→ **Exercise passage**:
Modi has never played that game. In fact, his politics is about the extremely challenging strategy of inspiring people to rise above their default divisions and unite for a cause at one or two levels higher than their divisions.
There is an inherent romanticism in the dedication of generations of ordinary political workers and leaders to the extraordinary cause of nation building. As history has shown, it is the unwavering commitment of such romantics that changes the course of history.
Over three decades of public life and never getting bogged down in a negative agenda but always conducting himself positively is what informs the collective memory of the people about Modi.
Politicians who have held public office for long are ultimately measured by their delivery and not just by their intangible qualities, howsoever good. Politicians get re-elected only if they positively change the ‘lived reality’ of people.
Mere rhetoric by a person in power cannot work as an alternative to actually lived reality, nor can any opposition rhetoric negate it. How does Modi fare in this?
Modi 2014 could arguably be a verdict of national level hope inspired by the Gujarat model of delivery. But five years down the line, Modi 2019 could not have been even a bigger victory if that hope did not translate into delivery.
Changing millions of lives
Almost 20 million families, who earlier lived more or less under open skies have now a pucca house (cemented, concrete roof house). How can any analyst convince these families that Modi government did not change their lives?
Or indeed what can they tell the 400 million people who are now financially empowered through new bank accounts or the 200 million people who earlier could not get business loans because they were too poor to offer any collaterals, but now get collateral free loans.
Or indeed, who can tell the women of rural India, where toilet coverage was 38% before Modi became PM, but is now 100%, that Modi government has not made a positive impact in their daily lives?
Or who can tell the Indian soldiers, who previously waited for over 40 years for One Rank One Pension (OROP), that Modi government, which delivered on this promise within the first year of its term, benefiting over 2 million soldiers, that Modi government has not delivered?

→ **Check your understanding**:
1. For each statement, say whether it agrees with the Modi passage, answering yes or no and quoting the words that decide it: (a) Toilet coverage in rural India stood at 38% before Modi became PM. (b) About 200 million people were empowered through new bank accounts. (c) One Rank One Pension was delivered within the first year of the government's term.
2. Carry on the Modi passage from its last sentence.
The listing has no connection to the Modi passage.

→ **Material supplied**:
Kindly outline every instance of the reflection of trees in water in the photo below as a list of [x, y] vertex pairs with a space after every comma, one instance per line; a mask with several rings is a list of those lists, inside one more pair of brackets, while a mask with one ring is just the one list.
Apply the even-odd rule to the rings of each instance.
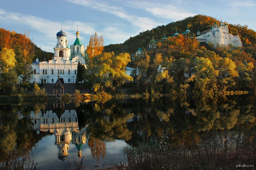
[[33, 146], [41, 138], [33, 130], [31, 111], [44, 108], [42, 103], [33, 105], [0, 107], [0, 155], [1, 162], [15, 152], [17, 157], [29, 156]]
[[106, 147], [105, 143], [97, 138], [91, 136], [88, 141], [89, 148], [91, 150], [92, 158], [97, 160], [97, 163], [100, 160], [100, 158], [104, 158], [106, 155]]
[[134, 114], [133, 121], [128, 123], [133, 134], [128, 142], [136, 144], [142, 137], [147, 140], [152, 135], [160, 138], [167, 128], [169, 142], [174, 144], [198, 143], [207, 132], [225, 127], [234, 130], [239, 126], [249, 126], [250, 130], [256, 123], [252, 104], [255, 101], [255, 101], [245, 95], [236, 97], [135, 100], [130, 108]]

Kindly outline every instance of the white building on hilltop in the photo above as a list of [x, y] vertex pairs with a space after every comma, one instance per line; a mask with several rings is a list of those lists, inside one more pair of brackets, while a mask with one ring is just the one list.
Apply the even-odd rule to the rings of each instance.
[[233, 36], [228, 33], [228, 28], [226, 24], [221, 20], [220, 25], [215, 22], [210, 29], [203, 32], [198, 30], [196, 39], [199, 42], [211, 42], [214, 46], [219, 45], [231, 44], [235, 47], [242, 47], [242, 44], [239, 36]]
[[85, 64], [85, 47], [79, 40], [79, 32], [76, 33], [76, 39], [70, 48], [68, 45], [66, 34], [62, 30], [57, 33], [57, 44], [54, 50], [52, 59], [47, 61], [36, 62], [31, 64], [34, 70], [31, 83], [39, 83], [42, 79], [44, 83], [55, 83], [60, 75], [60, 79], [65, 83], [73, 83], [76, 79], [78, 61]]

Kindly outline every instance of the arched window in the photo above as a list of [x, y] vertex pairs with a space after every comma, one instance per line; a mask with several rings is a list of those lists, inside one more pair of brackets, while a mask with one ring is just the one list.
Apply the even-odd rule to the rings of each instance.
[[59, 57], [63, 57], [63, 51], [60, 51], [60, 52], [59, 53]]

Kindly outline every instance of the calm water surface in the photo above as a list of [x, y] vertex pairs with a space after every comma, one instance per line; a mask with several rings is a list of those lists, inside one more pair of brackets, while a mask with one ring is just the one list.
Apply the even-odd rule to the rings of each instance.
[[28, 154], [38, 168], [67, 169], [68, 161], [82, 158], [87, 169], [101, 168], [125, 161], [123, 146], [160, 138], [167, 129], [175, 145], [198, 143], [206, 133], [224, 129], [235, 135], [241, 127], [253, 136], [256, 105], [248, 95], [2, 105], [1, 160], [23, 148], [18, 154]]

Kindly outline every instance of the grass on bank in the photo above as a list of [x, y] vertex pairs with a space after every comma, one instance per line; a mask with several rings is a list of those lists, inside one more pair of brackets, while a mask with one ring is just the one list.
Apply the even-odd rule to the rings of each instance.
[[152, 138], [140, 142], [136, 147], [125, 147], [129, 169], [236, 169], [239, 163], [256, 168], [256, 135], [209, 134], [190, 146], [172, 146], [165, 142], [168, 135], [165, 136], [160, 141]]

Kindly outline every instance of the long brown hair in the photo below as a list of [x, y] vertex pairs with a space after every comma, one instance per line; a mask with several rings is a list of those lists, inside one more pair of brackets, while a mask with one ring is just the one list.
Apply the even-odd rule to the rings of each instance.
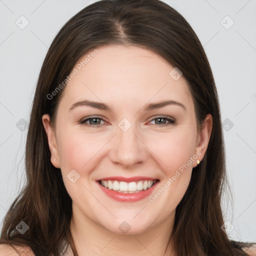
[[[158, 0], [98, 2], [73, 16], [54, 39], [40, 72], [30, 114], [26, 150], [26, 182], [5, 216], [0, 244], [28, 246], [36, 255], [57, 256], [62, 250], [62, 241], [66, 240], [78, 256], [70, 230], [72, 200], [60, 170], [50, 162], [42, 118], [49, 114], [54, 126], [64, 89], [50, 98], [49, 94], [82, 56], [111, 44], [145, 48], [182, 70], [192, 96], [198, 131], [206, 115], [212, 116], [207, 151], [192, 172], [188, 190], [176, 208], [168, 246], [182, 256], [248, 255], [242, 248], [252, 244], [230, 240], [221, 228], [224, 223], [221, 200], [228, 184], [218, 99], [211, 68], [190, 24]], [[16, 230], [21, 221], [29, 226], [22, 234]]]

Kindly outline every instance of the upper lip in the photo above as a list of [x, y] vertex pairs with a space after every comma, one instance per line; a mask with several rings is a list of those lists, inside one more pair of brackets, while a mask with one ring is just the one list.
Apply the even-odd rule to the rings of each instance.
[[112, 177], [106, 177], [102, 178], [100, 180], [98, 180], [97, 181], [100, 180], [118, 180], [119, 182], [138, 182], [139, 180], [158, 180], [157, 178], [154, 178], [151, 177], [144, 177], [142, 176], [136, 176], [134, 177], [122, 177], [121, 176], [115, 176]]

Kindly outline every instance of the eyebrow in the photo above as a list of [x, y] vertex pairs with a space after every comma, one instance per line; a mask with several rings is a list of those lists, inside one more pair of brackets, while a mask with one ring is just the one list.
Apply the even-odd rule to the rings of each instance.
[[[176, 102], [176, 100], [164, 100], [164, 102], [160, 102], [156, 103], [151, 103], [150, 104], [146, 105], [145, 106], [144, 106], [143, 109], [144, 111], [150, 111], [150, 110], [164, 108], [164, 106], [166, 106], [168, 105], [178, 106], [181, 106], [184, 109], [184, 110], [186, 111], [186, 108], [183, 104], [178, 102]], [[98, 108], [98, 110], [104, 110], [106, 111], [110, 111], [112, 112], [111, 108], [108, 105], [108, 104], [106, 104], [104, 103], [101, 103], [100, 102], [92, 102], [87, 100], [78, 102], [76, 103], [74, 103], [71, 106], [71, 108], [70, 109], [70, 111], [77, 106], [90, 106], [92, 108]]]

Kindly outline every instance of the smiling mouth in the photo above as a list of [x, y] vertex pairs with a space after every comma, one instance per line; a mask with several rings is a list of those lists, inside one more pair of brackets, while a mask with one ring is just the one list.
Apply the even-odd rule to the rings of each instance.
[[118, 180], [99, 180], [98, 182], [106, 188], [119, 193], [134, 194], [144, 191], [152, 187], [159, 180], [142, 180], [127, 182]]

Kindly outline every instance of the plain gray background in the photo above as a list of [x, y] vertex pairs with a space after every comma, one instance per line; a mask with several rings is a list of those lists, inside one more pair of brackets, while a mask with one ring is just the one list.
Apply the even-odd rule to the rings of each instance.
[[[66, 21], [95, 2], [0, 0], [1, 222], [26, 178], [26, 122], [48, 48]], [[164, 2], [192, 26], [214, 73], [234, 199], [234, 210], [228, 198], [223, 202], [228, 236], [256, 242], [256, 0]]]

==

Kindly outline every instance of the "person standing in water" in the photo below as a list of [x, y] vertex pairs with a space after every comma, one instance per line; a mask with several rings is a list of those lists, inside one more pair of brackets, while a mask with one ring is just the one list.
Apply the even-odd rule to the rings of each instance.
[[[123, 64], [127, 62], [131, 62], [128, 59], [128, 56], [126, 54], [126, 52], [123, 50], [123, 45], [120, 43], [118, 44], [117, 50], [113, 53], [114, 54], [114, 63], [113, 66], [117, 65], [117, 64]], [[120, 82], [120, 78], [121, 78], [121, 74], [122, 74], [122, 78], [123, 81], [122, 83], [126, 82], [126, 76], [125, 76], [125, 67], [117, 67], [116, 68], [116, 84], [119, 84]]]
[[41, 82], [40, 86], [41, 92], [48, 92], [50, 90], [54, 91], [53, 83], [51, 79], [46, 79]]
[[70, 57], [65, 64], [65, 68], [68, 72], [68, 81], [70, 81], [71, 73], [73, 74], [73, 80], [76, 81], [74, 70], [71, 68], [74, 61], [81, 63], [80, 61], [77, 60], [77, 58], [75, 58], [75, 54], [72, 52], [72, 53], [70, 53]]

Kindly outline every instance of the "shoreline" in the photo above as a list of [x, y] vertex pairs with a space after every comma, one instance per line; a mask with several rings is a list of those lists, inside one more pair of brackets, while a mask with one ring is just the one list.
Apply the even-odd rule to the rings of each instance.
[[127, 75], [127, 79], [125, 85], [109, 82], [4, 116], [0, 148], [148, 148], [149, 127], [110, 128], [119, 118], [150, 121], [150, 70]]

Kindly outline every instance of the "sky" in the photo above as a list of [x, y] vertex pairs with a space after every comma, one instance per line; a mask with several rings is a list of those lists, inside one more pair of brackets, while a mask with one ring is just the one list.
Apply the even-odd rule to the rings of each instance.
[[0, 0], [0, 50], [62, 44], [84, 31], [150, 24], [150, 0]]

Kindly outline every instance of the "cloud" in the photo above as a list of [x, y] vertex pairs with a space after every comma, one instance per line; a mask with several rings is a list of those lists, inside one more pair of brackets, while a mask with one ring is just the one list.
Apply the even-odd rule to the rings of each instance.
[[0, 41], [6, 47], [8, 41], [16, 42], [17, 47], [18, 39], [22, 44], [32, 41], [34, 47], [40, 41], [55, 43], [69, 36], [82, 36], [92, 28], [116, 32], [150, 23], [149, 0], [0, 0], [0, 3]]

→ **Results**:
1.
(a) Yes: "where toilet coverage was 38% before Modi became PM, but is now 100%"
(b) No: "the 400 million people who are now financially empowered through new bank accounts"
(c) Yes: "which delivered on this promise within the first year of its term"

2.
The fallacy of the commentators and indeed the opponents of Modi in analysing him is that they measure him by the standard politician’s yardstick, which is wholly inadequate. Modi is not your standard, run-of-the-mill politician. This is the principal dichotomy that eludes the analysts but not the people.
People see Modi working hard, all day, every day, day-after-day, for the role that they have given him. Just like the people do in their own respective lives. They identify some part of themselves in Modi.
That is why they trust his intentions and believe in his ability. It is a trust earned through the ‘tapasya’ (dedication) of a lifetime.
The last tweet of Sushma Swaraj, India’s former foreign minister, just hours before she died was to thank Prime Minister Modi for fulfilling her lifelong dream of witnessing abrogation of Article 370 in her lifetime.
It was a dream that had animated generations of political activists but it was Modi’s persistence and ability that made it finally possible.
There is an inherent romanticism in the dedication of generations of ordinary political workers and leaders to the extraordinary cause of nation building. As history has shown, it is the unwavering commitment of such romantics that changes the course of history.
Modi ignites that collective national romance among millions of Indians. That this is our time. That we may face hardships on the way, that we may marginally falter sometimes, but if we persist, we can achieve whatever we want.
That we can change the course of history. That is the sum total of Modi’s appeal. Modi wins because he epitomises the spirit of the ordinary Indian to do extraordinary deeds.